-- Exercise task a --
Convert the listing, from its start through the line containing "[[201, 292]]", into a JSON list of strings with one string per line and no blank lines. Leave the pictures out of the answer.

═════ Selected extract

# Problem with Dwarf Hairgrass and Glosso



## growfastplants (Nov 28, 2011)

Hello hello.. I have an issue with these two.... First off the Glosso dies, and the dwarf hairgrass doesn't exactly die it just pretty much does not spread runners it stays in the same spot..

Now I have these 2 in a 5 gallon that grow perfectly fine but in my 55g it doesn't budge and the glosso dies..

My specs.. maybe someone can help me out..
Tank has been running 3-4months already, only get some spot algae on the walls.. but everything else seems fine

55 gallon
Potting soil substrate capped with playsand and black fluorite chunks.
Soil has clay chunks in it as well.
Pressurized co2 2 bps.
Drop checker reads green
Lights 2x 54W HO T5 with the default stands that are about 3-4" above the top of the tank. (lights are not old or anything)
Dosing dry ferts.. ei dosage.
Lots of good flow...

I have a bunch of other plants in the tank everything seems to grow fine.. but these two.... I'm trying to get a lush carpet as I do in my 5gallon but I don't understand why I can't.. do I need ot up my lighting or anything?

not sure why I have this issue.. the dwarf hairgrass don't die or anything just don't spread runners i planted several patches...
They are near the front of the tank and receive light... not sure why nothing is happening lol


----------



## Wildman (May 6, 2008)

I am gonna guess that you need more light. As I recall, glosso needs A LOT of light. You also don't mention hardness or pH although I don't believe that those factors affect either plant much. Also keep in mind that small & large tanks are exceptions to theWPG rules so that the plants in the 5 may be experiencing far more light than the ones In the 55. 

Wish that I could be more help. Good luck, I hope that this helps.


----------



## Abe (Oct 26, 2010)

Strange, I have the reverse issue. My Glosso is taking off like crazy, but I dare not try DHG again. I'm a 20g long, 2x24w T5 HO, EcoComplete and black quartz, DIY CO2, and dosing EI as well. My substrate slopes to 4", so i'm getting more light towards the slope but that doesn't seem to effect the glosso towards the front. It's been two weeks and i've seen about 1.5x growth from original planting. I put in some DHG, it turned brown and gave up.

══════════
═════ Extracted entries

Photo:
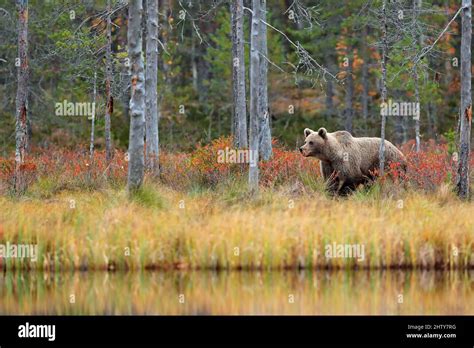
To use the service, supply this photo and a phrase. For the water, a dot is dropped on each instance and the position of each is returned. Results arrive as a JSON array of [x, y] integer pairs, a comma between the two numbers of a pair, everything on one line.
[[201, 292]]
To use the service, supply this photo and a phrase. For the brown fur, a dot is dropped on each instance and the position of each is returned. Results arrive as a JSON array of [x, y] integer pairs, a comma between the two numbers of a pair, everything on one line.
[[347, 161]]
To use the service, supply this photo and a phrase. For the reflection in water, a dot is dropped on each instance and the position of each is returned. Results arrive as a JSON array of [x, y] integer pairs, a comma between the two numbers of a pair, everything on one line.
[[199, 292]]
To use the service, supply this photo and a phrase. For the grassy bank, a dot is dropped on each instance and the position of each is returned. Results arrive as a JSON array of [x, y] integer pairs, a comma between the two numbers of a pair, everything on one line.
[[223, 228]]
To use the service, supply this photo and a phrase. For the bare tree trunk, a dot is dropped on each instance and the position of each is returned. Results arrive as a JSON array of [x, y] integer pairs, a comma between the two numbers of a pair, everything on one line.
[[365, 76], [416, 6], [384, 87], [462, 185], [329, 102], [417, 119], [137, 101], [349, 111], [254, 89], [108, 86], [238, 74], [91, 147], [265, 135], [21, 129], [151, 82]]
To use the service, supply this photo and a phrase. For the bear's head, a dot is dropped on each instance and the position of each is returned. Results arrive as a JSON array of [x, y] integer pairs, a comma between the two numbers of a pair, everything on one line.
[[315, 144]]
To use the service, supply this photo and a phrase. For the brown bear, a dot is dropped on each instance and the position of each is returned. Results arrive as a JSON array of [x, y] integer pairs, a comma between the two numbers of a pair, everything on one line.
[[347, 161]]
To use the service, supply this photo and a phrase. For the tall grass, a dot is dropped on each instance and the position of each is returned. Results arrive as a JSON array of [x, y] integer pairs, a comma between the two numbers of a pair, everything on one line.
[[225, 229], [321, 292]]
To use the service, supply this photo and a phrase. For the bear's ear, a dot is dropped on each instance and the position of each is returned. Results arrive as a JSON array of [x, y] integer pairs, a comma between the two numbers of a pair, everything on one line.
[[307, 132], [322, 132]]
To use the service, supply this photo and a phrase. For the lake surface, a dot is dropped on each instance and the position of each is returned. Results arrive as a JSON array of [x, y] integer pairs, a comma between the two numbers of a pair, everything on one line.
[[205, 292]]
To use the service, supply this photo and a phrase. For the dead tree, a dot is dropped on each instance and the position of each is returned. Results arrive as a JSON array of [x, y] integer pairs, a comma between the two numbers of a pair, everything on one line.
[[384, 85], [136, 162], [265, 136], [462, 185], [151, 92], [108, 86], [21, 129], [254, 89]]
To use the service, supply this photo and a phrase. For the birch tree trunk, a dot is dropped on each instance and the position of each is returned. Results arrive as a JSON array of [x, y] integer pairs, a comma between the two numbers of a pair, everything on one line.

══════════

-- Exercise task b --
In the forum thread about dwarf hairgrass and glosso, what substrate does the 55-gallon tank use?

-- Final answer a --
[
  "Photo:",
  "To use the service, supply this photo and a phrase. For the water, a dot is dropped on each instance and the position of each is returned. Results arrive as a JSON array of [x, y] integer pairs, a comma between the two numbers of a pair, everything on one line.",
  "[[201, 292]]"
]

-- Final answer b --
Potting soil capped with play sand and black fluorite chunks